# Directions
Word for word, reproduce all of the entries shown below.

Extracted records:
######
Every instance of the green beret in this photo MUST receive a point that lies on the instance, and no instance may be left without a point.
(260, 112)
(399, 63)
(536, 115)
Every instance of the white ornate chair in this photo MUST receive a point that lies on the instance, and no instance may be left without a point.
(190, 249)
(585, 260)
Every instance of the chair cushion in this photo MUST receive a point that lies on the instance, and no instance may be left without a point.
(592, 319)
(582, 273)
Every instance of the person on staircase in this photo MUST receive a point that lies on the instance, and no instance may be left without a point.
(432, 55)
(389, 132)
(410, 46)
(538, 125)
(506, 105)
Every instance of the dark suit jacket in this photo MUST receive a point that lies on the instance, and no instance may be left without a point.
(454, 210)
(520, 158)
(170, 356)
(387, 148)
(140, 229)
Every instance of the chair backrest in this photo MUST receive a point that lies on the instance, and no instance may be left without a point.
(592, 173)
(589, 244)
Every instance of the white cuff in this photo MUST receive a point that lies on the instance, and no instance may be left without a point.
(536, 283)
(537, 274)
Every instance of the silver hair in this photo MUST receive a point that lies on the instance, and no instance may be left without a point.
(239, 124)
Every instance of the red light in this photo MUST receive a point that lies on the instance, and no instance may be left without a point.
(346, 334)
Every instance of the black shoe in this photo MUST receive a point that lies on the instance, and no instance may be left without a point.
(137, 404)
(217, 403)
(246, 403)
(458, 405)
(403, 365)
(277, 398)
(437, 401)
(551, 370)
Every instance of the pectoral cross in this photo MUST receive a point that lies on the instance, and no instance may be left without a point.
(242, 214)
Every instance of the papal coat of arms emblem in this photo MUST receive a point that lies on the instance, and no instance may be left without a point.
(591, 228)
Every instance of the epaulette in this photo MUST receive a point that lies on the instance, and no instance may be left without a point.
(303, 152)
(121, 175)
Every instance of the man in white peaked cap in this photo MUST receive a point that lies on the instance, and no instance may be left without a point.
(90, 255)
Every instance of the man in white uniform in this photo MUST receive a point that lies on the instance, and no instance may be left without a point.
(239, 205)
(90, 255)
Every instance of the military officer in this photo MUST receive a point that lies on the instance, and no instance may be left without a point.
######
# Exercise solution
Every instance of the green beret in this photo MUST receive a point that lies on the instance, and no instance may be left without a point.
(260, 112)
(399, 63)
(536, 115)
Every instance of the white ornate chair in this photo MUST receive a point that lies on the instance, and no instance may be left without a point.
(190, 249)
(585, 260)
Every instance of the chair cushion in this photo MUST receive a point that lies on the instance, and no instance may be left without a point.
(592, 319)
(582, 273)
Every instance of the person on staircase in this photo MUST receive a point that lies on the instance, and no instance may be left without a point.
(432, 55)
(389, 132)
(410, 46)
(538, 125)
(506, 105)
Every instance of the dark suit jacket in this photo MUST receive a point that lies on the instance, and no instance may be left without a point.
(454, 210)
(520, 158)
(170, 356)
(387, 148)
(140, 229)
Every instance of the chair backrest in this photo MUST receive a point that lies on the instance, and no instance may be left without a point.
(592, 173)
(589, 244)
Every instance of the white cuff in this photo MUST receive a point that lies on the instance, and no instance may be left without a point.
(536, 283)
(537, 274)
Every instance of the silver hair in this photo MUST receive a point that lies on the instance, and no instance may be left without a point.
(239, 124)
Every instance of the red light in this photo MUST receive a point that lies on the instance, and no instance may be left without a point.
(346, 334)
Every instance of the black shoe in this photo MUST receive a point that lies on the instance, and no instance may be left without a point.
(137, 404)
(217, 403)
(246, 403)
(458, 405)
(403, 365)
(277, 398)
(437, 401)
(551, 370)
Every instance of the pectoral cross in this photo MUST receive a point that lies on the instance, and no instance may be left without a point.
(242, 214)
Every instance of the papal coat of arms emblem in this photo MUST receive a point that lies on the instance, and no instance may be left without a point.
(591, 228)
Every instance of the epaulette in this photo MUST receive a point that lies on the instance, and no instance may be left without a point.
(303, 152)
(121, 175)
Every instance of the man in white peaked cap in this photo MUST receive a point that lies on the instance, and no instance may be left without a point.
(90, 255)
Every instance of the man in white uniform in this photo MUST receive a point that lies on the instance, and no instance may be left without a point.
(239, 205)
(90, 255)
Every instance of the military officer in this photo MUST receive a point that lies on the instance, and no instance may be left without a point.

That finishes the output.